“This is the plan and the technique: to serve, and serve well; to serve the spirit.”

May 25, 2020

 

Our first goal as Montessori teachers is to prepare environments within which children no longer notice our presence. So, how come this work can feel so exhausting so much of the time? Shouldn't we be increasingly blending into the background, disappearing as the children take greater and greater ownership of their own communities? 

 

Make no mistake: invisible is not the same as passive. And some of the hardest work happens in the hours when the children aren't there. In order to prepare an environment that's truly responsive to the children it serves, we need to observe without ceasing, analyze those observations, enact the interventions those observations suggest and observe again... there is no "end" as a Montessori teacher, only an ever-present horizon for us to pursue. We are always looking to the child who is yet to come. 

 

Yes. It's exhausting. Now, add to that the other adults who also want your attention: the parents and colleagues, administrators and peers. This is a work that, for all our efforts at wall flowering, draws energy and engagement from us, physically, emotionally, intellectually, throughout the day and often long into the night. 

 

It's ok to ask for space. When other adults pop in to ask, "Hey, do you have a second? I have a quick question?" it's ok to answer, "Not at this moment, but I can find you in ten minutes." It's ok to tell a parent in carline, "This conversation is important. Let's make time for it when we can sit down and really talk." It's ok to let your administrator know you need not to be disturbed during your lunch time, that you're going to spend some time in the garden or in the workroom or just in some quiet corner with your thoughts. 

 

If we make ourselves available to every demand on demand, we leave nothing for our own spirits. And just like the children, we need both time with others and time by ourselves. In a vocation as outward-driven as teaching, you have to insist on that time. In a vocation as humbling as Montessori, it is as essential as air. Far too often, the same personality traits that brought us to teaching, the empathy and compassion, the work ethic and humane-ness, make it hard for us to set boundaries around ourselves. It's hard to protect time for ourselves without feeling selfish. But when we design and follow through on the limits that protect ourselves, we model for other teachers, for parents and for the children, that it is not only appropriate to learn how to graciously decline interaction; it's essential.

(Dataset records)
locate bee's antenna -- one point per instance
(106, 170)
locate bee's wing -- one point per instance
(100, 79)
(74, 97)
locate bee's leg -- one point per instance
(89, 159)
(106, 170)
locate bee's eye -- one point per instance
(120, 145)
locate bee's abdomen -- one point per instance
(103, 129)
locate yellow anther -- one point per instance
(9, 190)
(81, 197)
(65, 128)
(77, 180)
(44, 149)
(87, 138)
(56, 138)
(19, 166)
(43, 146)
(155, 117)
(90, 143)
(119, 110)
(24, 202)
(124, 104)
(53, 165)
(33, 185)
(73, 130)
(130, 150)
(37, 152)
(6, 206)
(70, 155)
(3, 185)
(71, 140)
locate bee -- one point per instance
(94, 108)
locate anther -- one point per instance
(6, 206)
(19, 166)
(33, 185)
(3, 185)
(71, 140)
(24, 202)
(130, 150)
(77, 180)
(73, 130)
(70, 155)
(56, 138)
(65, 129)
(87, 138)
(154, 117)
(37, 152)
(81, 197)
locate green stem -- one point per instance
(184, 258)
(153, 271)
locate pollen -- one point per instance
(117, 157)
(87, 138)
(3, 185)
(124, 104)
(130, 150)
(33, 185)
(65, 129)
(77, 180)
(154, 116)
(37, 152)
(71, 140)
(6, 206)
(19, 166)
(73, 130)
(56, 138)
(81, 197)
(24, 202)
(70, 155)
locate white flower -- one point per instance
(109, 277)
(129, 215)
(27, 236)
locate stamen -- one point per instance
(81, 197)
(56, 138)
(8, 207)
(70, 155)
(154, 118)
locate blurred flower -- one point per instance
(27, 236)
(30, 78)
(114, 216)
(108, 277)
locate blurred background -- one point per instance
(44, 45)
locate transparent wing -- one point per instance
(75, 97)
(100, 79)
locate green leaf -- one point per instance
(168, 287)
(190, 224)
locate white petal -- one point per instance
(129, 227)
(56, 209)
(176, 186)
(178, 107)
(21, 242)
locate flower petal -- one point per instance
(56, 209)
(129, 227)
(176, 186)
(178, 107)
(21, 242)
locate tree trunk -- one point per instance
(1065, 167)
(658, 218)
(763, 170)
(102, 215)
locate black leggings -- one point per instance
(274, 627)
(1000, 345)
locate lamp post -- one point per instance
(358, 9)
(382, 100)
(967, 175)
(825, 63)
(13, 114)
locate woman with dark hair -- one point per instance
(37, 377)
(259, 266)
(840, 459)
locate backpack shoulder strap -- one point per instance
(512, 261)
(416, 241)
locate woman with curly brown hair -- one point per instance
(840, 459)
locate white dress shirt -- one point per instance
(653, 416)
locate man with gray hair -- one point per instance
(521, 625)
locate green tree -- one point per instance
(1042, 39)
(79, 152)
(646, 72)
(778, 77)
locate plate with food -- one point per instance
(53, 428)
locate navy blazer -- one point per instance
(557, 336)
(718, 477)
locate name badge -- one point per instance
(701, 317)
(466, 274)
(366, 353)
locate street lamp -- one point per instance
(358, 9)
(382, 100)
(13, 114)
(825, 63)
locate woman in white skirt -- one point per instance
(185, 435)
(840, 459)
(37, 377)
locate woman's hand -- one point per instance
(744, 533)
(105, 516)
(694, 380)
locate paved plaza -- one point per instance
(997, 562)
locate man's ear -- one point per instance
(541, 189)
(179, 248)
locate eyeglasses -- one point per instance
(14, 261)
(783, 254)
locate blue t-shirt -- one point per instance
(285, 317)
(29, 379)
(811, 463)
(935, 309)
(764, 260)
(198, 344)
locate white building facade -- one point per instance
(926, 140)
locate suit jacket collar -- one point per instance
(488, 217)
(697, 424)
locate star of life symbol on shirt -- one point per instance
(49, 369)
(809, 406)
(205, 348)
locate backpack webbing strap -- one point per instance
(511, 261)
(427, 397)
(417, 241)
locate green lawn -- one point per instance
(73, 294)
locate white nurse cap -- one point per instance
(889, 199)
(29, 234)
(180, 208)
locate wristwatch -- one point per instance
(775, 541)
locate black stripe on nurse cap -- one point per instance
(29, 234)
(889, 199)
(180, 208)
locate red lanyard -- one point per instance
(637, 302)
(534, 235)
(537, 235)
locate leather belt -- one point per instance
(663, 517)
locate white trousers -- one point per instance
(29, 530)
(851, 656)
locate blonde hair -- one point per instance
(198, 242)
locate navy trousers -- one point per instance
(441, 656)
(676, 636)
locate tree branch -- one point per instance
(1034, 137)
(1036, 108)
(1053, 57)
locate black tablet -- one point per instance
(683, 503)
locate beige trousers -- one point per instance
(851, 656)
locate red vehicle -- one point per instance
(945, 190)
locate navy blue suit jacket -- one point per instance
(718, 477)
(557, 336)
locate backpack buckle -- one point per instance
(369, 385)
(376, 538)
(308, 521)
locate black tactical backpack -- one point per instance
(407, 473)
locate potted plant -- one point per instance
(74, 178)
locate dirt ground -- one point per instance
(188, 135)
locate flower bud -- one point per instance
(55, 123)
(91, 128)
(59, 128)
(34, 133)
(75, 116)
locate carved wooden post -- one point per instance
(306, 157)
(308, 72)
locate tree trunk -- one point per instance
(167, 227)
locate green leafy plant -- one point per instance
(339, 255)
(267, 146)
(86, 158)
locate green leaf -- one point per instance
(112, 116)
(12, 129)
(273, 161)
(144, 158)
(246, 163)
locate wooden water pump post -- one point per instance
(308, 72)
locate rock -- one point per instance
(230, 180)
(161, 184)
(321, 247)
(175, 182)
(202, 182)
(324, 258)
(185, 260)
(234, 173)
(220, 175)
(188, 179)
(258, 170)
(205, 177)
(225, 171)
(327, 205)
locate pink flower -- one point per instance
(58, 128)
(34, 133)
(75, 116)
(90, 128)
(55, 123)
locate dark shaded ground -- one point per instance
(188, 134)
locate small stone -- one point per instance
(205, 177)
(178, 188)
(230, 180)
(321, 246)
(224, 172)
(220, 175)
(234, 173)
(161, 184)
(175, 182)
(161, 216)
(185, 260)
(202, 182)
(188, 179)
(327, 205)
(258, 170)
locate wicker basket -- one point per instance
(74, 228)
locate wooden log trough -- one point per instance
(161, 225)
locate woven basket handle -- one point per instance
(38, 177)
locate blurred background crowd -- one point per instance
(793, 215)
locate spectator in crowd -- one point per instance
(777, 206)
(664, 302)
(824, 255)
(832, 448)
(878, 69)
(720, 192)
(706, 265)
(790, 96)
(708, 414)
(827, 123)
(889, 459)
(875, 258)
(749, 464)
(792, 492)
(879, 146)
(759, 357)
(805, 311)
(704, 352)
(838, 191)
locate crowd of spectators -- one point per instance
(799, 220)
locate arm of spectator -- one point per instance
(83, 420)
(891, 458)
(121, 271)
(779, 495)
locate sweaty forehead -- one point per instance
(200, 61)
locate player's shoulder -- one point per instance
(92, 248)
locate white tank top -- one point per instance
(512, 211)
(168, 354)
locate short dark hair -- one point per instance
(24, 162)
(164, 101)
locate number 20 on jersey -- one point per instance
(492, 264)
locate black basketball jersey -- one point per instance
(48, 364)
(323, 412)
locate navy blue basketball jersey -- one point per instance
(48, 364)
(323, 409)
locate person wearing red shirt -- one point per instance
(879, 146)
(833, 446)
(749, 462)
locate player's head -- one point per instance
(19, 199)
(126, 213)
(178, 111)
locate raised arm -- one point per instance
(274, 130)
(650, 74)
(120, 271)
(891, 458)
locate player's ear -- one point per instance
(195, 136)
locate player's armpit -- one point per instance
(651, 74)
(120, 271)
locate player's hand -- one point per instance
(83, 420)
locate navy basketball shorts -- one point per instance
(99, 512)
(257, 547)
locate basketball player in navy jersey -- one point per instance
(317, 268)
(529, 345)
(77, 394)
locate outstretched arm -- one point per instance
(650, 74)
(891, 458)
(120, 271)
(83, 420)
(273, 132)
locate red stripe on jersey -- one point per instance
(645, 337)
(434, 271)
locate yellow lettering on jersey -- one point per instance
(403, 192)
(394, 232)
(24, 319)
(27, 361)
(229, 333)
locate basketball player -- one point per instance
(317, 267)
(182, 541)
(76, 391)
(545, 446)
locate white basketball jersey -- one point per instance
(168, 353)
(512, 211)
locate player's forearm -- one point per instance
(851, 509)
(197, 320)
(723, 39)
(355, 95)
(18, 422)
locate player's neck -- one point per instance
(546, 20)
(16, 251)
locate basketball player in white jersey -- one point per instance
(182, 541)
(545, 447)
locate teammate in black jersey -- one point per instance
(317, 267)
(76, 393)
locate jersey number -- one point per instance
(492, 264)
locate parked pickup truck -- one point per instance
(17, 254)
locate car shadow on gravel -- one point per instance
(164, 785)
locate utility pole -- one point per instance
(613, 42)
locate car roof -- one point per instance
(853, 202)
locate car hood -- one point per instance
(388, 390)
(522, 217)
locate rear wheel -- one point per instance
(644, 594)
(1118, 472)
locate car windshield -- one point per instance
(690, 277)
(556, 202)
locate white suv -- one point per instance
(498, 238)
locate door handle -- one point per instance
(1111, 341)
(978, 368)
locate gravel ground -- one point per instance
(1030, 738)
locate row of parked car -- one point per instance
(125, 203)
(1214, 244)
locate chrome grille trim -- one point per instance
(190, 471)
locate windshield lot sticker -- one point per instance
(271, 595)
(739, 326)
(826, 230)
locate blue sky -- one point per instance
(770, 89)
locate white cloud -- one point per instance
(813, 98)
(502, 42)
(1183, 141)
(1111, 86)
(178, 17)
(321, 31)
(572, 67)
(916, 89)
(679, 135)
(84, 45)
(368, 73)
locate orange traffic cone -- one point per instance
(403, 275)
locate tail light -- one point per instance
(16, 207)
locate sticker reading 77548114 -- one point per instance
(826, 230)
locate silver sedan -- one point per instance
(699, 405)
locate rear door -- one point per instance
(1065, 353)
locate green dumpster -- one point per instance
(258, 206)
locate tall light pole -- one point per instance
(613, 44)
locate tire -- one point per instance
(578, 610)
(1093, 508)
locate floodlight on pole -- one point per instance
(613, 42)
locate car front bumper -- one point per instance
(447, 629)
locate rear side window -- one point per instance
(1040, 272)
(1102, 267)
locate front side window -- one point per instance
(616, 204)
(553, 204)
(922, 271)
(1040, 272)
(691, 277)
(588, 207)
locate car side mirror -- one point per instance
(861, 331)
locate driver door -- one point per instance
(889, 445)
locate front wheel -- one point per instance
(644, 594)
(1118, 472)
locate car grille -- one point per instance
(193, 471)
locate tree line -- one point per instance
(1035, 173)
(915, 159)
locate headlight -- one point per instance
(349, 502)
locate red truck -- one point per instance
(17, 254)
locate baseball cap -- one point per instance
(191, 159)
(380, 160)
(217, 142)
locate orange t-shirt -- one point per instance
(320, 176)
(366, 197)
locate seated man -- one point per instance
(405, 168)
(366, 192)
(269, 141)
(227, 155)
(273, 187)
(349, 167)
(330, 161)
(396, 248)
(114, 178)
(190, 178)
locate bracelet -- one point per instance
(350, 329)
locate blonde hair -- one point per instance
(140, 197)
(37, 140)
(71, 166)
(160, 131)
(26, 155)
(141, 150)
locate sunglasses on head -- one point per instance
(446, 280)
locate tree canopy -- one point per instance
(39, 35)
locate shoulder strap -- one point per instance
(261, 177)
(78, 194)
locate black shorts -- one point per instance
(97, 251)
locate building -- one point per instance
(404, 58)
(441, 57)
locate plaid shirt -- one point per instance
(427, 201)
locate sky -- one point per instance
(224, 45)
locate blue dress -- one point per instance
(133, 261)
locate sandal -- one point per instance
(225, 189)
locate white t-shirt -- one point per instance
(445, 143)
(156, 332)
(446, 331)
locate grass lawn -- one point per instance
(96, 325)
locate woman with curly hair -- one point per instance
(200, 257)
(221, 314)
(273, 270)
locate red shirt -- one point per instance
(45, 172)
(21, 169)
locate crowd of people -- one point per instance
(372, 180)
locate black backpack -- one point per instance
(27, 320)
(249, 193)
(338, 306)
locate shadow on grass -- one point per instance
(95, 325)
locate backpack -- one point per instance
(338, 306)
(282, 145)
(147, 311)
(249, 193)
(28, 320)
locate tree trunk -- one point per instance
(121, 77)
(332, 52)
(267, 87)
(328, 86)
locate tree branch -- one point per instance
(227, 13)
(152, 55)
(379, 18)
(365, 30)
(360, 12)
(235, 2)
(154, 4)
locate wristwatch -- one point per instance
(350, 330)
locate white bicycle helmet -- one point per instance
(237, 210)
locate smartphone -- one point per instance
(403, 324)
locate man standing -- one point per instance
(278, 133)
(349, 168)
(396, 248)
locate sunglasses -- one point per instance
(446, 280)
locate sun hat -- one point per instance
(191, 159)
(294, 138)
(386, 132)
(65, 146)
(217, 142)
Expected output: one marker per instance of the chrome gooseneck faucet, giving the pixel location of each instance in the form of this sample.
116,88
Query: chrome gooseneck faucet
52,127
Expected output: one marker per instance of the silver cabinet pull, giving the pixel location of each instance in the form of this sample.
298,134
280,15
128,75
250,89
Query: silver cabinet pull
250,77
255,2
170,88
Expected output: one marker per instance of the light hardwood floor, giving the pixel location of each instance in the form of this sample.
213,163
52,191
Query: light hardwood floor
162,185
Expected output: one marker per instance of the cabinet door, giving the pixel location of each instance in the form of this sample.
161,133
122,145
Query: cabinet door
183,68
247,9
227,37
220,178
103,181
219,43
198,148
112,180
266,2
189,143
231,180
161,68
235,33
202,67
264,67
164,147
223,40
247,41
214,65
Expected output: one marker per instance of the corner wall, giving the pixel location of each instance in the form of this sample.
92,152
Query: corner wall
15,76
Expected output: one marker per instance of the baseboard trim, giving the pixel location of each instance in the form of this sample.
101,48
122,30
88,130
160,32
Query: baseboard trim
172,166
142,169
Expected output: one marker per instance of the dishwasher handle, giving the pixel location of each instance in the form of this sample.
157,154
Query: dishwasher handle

What the task asks: Write out the passage of the Montessori teaching text starting with "Our first goal" and going on through "their own communities?".

Completed task:
Our first goal as Montessori teachers is to prepare environments within which children no longer notice our presence. So, how come this work can feel so exhausting so much of the time? Shouldn't we be increasingly blending into the background, disappearing as the children take greater and greater ownership of their own communities?